## EXERCISE REQUIREMENTS:
Retype every entry below exactly as it stands.

#### LISTED ENTRIES

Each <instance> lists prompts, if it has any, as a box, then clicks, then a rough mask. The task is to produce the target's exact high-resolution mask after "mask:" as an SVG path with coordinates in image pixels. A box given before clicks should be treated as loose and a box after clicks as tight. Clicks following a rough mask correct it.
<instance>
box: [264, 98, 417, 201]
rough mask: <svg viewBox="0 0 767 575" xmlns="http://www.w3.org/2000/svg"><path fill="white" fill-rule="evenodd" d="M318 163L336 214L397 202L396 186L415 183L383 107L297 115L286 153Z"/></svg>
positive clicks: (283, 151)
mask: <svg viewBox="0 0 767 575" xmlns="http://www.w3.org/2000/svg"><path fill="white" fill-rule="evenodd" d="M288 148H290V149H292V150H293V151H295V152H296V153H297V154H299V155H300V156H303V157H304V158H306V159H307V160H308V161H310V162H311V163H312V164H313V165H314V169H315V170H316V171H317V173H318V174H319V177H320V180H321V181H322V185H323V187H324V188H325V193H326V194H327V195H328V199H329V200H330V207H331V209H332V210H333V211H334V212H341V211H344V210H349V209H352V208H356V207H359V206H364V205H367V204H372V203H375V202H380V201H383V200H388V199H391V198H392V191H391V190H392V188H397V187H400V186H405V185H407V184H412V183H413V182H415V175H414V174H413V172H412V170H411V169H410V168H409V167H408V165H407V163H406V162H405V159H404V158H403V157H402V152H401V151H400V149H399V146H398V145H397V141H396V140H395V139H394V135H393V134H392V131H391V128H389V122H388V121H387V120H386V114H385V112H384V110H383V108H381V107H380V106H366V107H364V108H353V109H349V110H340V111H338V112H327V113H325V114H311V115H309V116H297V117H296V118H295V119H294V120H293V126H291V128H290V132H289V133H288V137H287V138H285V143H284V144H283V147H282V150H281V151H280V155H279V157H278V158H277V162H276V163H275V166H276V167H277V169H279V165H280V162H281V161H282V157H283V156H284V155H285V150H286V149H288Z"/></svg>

########

## ANSWER TO THE EXERCISE:
Each <instance> lists prompts, if it has any, as a box, then clicks, then a rough mask. The task is to produce the target's exact high-resolution mask after "mask:" as an SVG path with coordinates in image pixels. A box given before clicks should be treated as loose and a box after clicks as tight. Clicks following a rough mask correct it.
<instance>
box: [264, 98, 417, 201]
rough mask: <svg viewBox="0 0 767 575" xmlns="http://www.w3.org/2000/svg"><path fill="white" fill-rule="evenodd" d="M318 163L336 214L397 202L396 186L415 183L383 107L297 115L286 153Z"/></svg>
positive clicks: (283, 151)
mask: <svg viewBox="0 0 767 575" xmlns="http://www.w3.org/2000/svg"><path fill="white" fill-rule="evenodd" d="M288 148H290V149H292V150H293V151H295V152H296V153H297V154H299V155H300V156H303V157H304V158H306V159H307V160H308V161H310V162H311V163H312V164H313V165H314V169H315V170H316V171H317V173H318V174H319V177H320V180H321V181H322V185H323V187H324V188H325V193H326V194H327V195H328V199H329V200H330V207H331V209H332V210H333V211H334V212H341V211H344V210H349V209H352V208H356V207H359V206H364V205H367V204H372V203H375V202H380V201H383V200H388V199H391V198H392V191H391V190H392V188H397V187H400V186H405V185H407V184H412V183H413V182H415V175H414V174H413V172H412V170H411V169H410V168H409V167H408V165H407V163H406V162H405V159H404V158H403V157H402V152H401V151H400V149H399V146H398V145H397V141H396V140H395V139H394V135H393V134H392V131H391V128H389V122H388V121H387V120H386V114H385V112H384V110H383V108H381V107H380V106H366V107H364V108H353V109H349V110H340V111H338V112H327V113H325V114H311V115H309V116H297V117H296V118H295V119H294V120H293V126H291V128H290V132H289V133H288V137H287V138H285V143H284V144H283V147H282V150H281V151H280V155H279V157H278V158H277V162H276V163H275V166H276V167H277V169H279V165H280V162H281V161H282V157H283V156H284V155H285V150H286V149H288Z"/></svg>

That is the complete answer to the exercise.